**Provided passage**

I ran into an issue using the unnest_tokens function on a data_frame. I am working with pdf files I want to compare.
text_path <- "c:/.../text1.pdf"
text_raw <- pdf_text("c:/.../text1.pdf")
text1df<- data_frame(Zeile = 1:25,
text_raw)
So far so good. But here comes my problemo:
unnest_tokens(output = token, input = content) -> text1_long
Error: Must extract column with a single valid subscript.
x Subscript var
has the wrong type function
.
i It must be numeric or character.
I want to tokenize my pdf files so I can analyse the word frequencies and maybe compare multiple pdf files on wordclouds.
Here is a piece of simple code. I kept your German words so you can copy paste everything.
library(pdftools)
library(dplyr)
library(stringr)
library(tidytext)
file_location <- "d:/.../my_doc.pdf"
text_raw <- pdf_text(file_location)
# Zeile 12 because I only have 12 pages
text1df <- data_frame(Zeile = 1:12,
text_raw)
text1df_long <- unnest_tokens(text1df , output = wort, input = text_raw ) %>%
filter(str_detect(wort, "[a-z]"))
text1df_long
# A tibble: 4,134 x 2
Zeile wort
<int> <chr>
1 1 training
2 1 and
3 1 development
4 1 policy
5 1 contents
6 1 policy
7 1 statement
8 1 scope
9 1 induction
10 1 training
# ... with 4,124 more rows

**Requirement 1**
Transcribe the stretch of the unnest_tokens thread from "So far so good." through "numeric or character.".
**Requirement 2**
In the unnest_tokens thread, what does the person asking want to analyze once the pdf files are tokenized?

**Listed entries**
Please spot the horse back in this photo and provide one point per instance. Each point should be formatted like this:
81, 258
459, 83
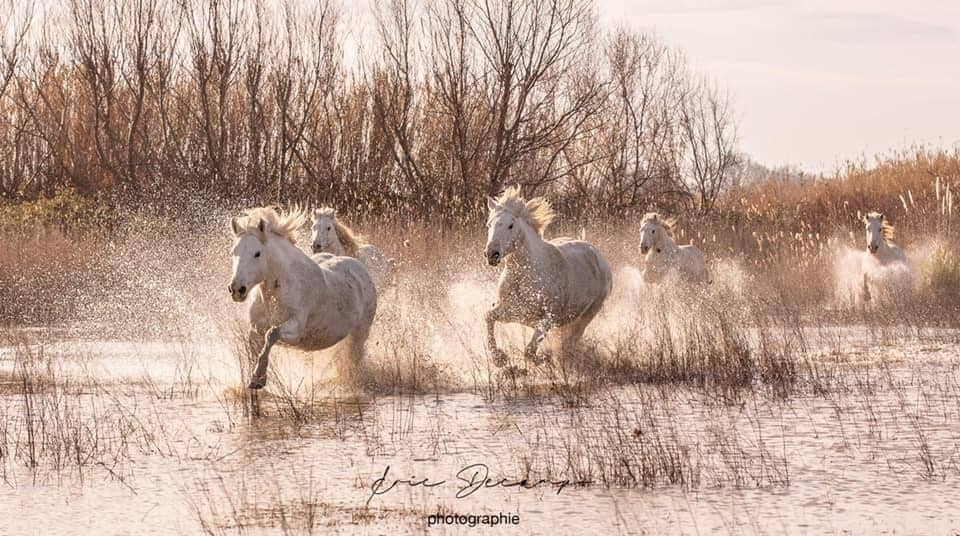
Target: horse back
588, 274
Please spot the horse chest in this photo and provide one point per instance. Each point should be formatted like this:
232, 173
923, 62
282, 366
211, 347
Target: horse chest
528, 296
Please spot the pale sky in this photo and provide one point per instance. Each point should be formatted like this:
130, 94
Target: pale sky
818, 82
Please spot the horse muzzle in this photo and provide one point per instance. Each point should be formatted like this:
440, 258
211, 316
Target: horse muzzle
238, 293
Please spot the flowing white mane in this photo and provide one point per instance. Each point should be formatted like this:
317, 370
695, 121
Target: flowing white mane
537, 212
351, 241
283, 224
653, 217
889, 231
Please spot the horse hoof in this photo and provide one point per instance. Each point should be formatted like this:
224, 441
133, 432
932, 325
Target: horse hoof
500, 358
535, 358
516, 372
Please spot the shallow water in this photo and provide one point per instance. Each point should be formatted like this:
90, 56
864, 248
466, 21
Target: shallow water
879, 452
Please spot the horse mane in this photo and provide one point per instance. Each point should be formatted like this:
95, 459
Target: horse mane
653, 217
351, 241
889, 231
283, 224
537, 212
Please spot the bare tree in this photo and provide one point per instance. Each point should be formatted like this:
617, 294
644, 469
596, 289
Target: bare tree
710, 137
531, 49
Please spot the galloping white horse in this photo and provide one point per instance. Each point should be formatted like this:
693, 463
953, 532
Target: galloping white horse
545, 284
663, 254
307, 303
330, 235
887, 261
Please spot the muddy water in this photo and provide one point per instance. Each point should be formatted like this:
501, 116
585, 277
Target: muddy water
876, 450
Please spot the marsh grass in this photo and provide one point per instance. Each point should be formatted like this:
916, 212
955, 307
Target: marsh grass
57, 425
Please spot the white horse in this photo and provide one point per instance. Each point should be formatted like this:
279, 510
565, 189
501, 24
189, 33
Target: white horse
662, 254
545, 284
887, 263
330, 235
307, 303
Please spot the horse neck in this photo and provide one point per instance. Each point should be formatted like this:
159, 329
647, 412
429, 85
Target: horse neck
529, 249
887, 251
667, 244
337, 247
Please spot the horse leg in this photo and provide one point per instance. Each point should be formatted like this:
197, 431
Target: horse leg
491, 318
259, 378
539, 333
574, 332
351, 359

**Exercise answer 1**
So far so good. But here comes my problemo:
unnest_tokens(output = token, input = content) -> text1_long
Error: Must extract column with a single valid subscript.
x Subscript var
has the wrong type function
.
i It must be numeric or character.

**Exercise answer 2**
The word frequencies, and maybe a comparison of several pdf files on wordclouds.